Work request: Repeat word for word the part of the article on ASU historians' archival finds below, starting with "ASU historians find" and going on through "ASU Yulia Lysenko.".

Selected passage:
··········

ASU historians find unique archival documents

3 July 2019 Department of Information and Media Communications
The research team of Altai State University has found archival documents refuting the opinion of a number of researchers on the colonial policy of the Russian Empire in Central Asia.

The studies were carried out within the framework of the project entitled “Social and Economic Modernization of the Central Asian Suburbs of the Russian Empire: Interdisciplinary Methods of Reconstruction and Efficiency Evaluation” under the guidance of Doctor of History, Professor at the Department of Oriental Studies under the Faculty of History of ASU Yulia Lysenko.

The project became one of the winners of the 2019 competition for grants from the Russian Science Foundation in the priority area of activity of the Russian Science Foundation "Conducting Basic and Exploratory Research by Individual Research Groups". To date, the first phase of the project, work in the Russian State Historical Archive (St. Petersburg), has been completed.

The main objective of the project is to identify the main directions of economic modernization of the Central Asian region of the Russian Empire. For this, the scientists of ASU began to study a large amount of statistical data, which, above all, suggests that Russia purposefully followed the course on wide-format integration into the all-imperial political, socio-cultural and economic space of the Steppe Territory and Turkestan, located on the territory of present-day Kazakhstan, Kyrgyzstan, Tajikistan, Turkmenistan and parts of Russia.

··········

Extracted entries:
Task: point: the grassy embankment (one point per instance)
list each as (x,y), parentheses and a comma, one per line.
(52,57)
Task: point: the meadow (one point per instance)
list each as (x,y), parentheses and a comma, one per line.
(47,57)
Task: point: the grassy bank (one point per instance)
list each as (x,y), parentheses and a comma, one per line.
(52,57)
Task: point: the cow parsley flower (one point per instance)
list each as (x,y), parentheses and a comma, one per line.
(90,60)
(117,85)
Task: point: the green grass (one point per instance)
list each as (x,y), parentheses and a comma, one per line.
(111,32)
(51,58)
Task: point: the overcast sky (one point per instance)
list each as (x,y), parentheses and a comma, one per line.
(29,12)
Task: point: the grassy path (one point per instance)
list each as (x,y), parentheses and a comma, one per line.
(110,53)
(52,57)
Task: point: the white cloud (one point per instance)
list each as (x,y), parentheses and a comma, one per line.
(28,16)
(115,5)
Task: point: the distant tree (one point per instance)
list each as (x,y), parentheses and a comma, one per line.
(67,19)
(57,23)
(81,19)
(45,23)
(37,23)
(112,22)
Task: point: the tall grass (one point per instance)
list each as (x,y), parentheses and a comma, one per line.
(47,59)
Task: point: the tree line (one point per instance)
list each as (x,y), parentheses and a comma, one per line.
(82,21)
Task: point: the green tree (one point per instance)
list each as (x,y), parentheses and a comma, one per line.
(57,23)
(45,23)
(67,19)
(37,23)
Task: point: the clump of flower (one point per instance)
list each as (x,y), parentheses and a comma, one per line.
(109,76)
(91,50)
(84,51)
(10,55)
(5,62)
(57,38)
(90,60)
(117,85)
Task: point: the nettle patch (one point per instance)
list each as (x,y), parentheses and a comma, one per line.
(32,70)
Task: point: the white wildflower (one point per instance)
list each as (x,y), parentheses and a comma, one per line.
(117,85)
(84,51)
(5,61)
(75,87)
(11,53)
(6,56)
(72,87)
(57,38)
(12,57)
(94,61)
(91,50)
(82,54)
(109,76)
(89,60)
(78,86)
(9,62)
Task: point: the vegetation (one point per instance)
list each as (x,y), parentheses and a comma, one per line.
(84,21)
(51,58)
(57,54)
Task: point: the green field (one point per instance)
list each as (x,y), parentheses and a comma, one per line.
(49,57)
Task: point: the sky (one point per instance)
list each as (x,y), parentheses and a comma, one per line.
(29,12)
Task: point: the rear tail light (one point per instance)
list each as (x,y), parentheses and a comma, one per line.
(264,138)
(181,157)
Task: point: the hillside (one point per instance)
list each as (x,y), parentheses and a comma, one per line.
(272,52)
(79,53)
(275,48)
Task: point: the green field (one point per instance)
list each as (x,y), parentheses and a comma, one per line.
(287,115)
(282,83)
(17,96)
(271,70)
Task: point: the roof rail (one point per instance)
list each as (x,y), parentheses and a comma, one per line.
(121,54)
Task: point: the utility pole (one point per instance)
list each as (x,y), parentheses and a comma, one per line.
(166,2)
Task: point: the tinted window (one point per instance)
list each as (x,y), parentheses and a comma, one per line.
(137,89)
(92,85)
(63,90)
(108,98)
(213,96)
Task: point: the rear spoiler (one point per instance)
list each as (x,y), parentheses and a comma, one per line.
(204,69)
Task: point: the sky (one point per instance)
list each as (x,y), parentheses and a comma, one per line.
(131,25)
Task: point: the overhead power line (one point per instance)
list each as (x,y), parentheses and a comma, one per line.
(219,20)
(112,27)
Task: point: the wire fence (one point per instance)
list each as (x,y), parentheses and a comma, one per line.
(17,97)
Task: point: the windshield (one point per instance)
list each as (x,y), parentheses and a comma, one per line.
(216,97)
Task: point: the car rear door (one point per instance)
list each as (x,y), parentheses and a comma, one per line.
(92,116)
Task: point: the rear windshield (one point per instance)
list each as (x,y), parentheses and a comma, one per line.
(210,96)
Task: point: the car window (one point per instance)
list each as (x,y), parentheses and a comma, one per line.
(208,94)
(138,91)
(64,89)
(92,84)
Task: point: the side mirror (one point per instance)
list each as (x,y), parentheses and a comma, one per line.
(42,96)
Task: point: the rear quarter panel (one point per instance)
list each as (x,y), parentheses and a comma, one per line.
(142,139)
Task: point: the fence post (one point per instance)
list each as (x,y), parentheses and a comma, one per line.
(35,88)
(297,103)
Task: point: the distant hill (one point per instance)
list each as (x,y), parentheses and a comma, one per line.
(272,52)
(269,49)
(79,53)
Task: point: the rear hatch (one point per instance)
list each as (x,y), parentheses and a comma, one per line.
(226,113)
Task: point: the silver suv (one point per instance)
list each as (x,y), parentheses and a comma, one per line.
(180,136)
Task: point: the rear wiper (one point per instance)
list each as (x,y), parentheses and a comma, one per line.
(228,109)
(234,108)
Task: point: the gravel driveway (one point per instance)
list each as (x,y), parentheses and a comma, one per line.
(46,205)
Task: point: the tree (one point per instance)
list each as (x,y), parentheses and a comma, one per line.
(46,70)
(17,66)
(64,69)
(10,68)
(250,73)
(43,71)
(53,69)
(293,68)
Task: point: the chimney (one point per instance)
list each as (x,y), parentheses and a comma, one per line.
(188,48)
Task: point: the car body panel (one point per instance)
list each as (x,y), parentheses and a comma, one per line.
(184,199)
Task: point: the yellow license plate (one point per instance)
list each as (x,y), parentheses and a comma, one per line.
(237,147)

··········

Reply to the task:
ASU historians find unique archival documents

3 July 2019 Department of Information and Media Communications
The research team of Altai State University has found archival documents refuting the opinion of a number of researchers on the colonial policy of the Russian Empire in Central Asia.

The studies were carried out within the framework of the project entitled “Social and Economic Modernization of the Central Asian Suburbs of the Russian Empire: Interdisciplinary Methods of Reconstruction and Efficiency Evaluation” under the guidance of Doctor of History, Professor at the Department of Oriental Studies under the Faculty of History of ASU Yulia Lysenko.